_Instructions for the task_: Write out the material below exactly as it appears, line for line, but leave out the pictures.
## Begin Records provided
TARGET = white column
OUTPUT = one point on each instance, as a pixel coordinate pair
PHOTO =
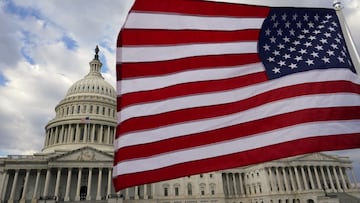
(336, 179)
(36, 184)
(271, 182)
(98, 193)
(324, 178)
(341, 170)
(109, 181)
(306, 187)
(47, 180)
(57, 183)
(68, 182)
(300, 188)
(279, 184)
(292, 180)
(354, 178)
(311, 178)
(330, 178)
(285, 179)
(13, 187)
(241, 185)
(318, 183)
(25, 185)
(88, 195)
(77, 196)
## End Records provided
_Output below_:
TARGET = white column
OUTPUT = one point on each instance, as a pixel coordinate pair
PHOTO =
(336, 179)
(36, 184)
(271, 182)
(98, 193)
(324, 178)
(341, 170)
(109, 181)
(306, 187)
(47, 180)
(57, 183)
(68, 182)
(300, 188)
(279, 184)
(292, 180)
(354, 178)
(311, 178)
(330, 178)
(285, 179)
(13, 187)
(241, 185)
(318, 183)
(25, 185)
(88, 195)
(77, 196)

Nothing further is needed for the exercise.